* **Text block**:

•••

The way rest homes are currently funded could be set to change after the much-anticipated release of the Aged Residential Care Funding Model Review. The review is suggesting a move away from the current funding mechanism to a new model based on interRAI clinical assessments.

The review, carried out over the last 18 months by advisory firm Ernst & Young on behalf of the Ministry of Health and District Health Boards, found the existing funding model no longer fit for purpose, as residents are presenting with increasing frailty and acuity.

Currently around 90% of aged care residents fall within rest home and continuing hospital care categories, with providers expected to manage a diverse range of needs within a single category price, providing a disincentive for providers to admit more costly residents.

Keriana Brooking, Deputy Director General Health System and Improvement, Ministry of Health says the characteristics of people in aged residential care are changing.

•••

(Data entries)

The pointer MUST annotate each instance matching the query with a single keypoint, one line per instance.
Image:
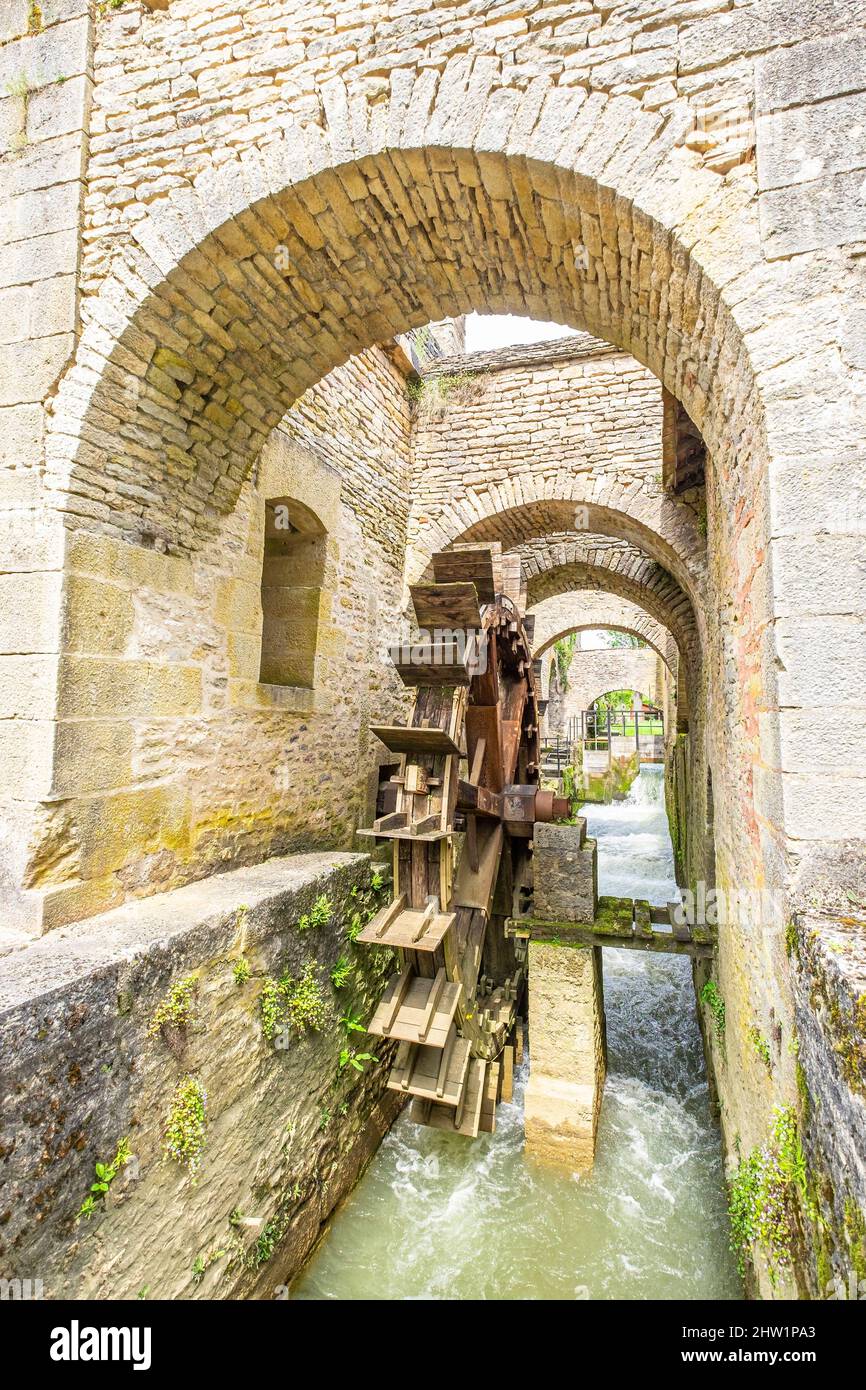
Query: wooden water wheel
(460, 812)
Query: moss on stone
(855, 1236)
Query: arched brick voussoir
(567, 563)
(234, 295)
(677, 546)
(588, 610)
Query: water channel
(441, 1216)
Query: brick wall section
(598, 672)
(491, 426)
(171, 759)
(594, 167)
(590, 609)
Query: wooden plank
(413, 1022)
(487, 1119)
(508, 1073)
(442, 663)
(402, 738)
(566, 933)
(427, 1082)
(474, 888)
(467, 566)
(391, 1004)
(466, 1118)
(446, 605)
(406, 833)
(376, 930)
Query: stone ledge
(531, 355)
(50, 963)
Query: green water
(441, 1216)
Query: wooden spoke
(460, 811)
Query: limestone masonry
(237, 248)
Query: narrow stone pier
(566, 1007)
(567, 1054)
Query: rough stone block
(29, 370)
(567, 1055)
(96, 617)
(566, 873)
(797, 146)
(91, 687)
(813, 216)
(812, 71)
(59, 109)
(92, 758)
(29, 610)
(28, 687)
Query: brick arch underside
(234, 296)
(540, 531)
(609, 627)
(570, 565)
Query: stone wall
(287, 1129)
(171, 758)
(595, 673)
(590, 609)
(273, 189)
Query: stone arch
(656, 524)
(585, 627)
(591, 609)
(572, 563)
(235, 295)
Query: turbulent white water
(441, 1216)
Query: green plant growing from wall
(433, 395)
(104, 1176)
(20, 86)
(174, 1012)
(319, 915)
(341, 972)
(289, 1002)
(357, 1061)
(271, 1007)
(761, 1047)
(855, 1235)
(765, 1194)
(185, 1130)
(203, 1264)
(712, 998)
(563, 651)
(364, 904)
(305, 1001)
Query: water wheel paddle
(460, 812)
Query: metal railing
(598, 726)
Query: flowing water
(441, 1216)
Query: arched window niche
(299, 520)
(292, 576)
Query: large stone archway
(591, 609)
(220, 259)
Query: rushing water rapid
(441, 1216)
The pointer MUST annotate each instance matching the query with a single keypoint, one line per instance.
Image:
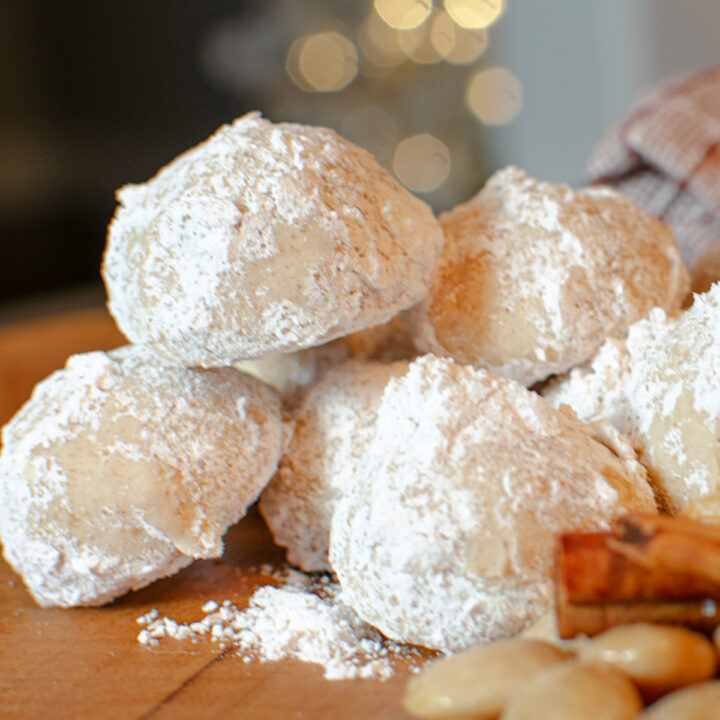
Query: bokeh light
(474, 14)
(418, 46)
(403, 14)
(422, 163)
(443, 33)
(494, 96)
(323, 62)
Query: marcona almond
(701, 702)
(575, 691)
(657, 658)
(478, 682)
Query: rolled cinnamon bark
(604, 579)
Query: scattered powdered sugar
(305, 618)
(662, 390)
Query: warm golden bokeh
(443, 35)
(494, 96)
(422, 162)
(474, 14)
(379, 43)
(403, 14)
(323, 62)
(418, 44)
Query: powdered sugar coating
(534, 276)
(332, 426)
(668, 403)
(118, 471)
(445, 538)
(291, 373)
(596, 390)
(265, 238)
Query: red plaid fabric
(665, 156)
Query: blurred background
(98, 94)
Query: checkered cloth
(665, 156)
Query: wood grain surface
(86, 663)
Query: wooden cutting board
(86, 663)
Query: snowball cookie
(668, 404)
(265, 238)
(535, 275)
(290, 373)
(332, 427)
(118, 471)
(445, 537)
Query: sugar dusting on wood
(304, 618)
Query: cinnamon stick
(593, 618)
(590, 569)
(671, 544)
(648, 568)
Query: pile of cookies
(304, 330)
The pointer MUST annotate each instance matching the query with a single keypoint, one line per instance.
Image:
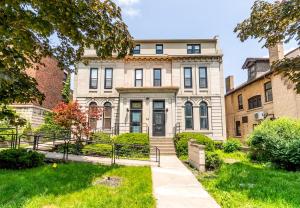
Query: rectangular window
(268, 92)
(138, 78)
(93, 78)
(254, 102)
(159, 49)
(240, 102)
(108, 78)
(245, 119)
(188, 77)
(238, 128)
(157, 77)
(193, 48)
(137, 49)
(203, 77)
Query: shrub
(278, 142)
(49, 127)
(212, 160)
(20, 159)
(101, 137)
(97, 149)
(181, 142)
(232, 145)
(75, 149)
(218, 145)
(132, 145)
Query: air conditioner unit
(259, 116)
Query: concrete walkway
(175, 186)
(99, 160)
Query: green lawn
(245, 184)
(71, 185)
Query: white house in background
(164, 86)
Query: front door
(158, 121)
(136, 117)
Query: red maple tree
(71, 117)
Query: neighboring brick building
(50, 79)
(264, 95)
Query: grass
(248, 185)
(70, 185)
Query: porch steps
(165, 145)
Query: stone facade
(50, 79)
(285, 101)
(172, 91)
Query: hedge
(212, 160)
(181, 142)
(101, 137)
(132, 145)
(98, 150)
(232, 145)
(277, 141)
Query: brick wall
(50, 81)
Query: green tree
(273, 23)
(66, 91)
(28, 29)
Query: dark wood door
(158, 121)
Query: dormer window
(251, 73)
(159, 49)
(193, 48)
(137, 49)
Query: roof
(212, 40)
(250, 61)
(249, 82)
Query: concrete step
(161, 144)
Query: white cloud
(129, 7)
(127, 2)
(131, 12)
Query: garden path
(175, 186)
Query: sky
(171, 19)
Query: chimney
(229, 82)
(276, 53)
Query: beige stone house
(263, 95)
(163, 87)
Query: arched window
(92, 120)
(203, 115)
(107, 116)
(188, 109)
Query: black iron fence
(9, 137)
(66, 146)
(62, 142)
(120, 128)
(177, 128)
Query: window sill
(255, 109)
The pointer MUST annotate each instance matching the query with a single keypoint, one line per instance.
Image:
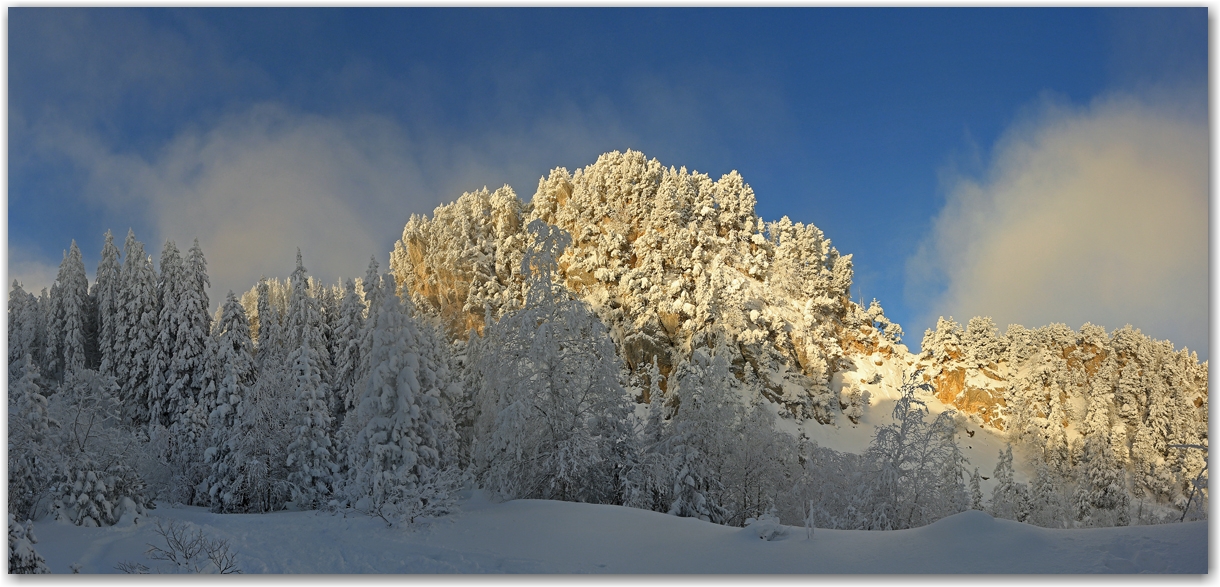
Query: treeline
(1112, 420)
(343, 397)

•••

* **What this task involves**:
According to the text on rest home funding, why did the review find the existing funding model no longer fit for purpose?

* **Task solution**:
The review found the existing model no longer fit for purpose because residents are presenting with increasing frailty and acuity.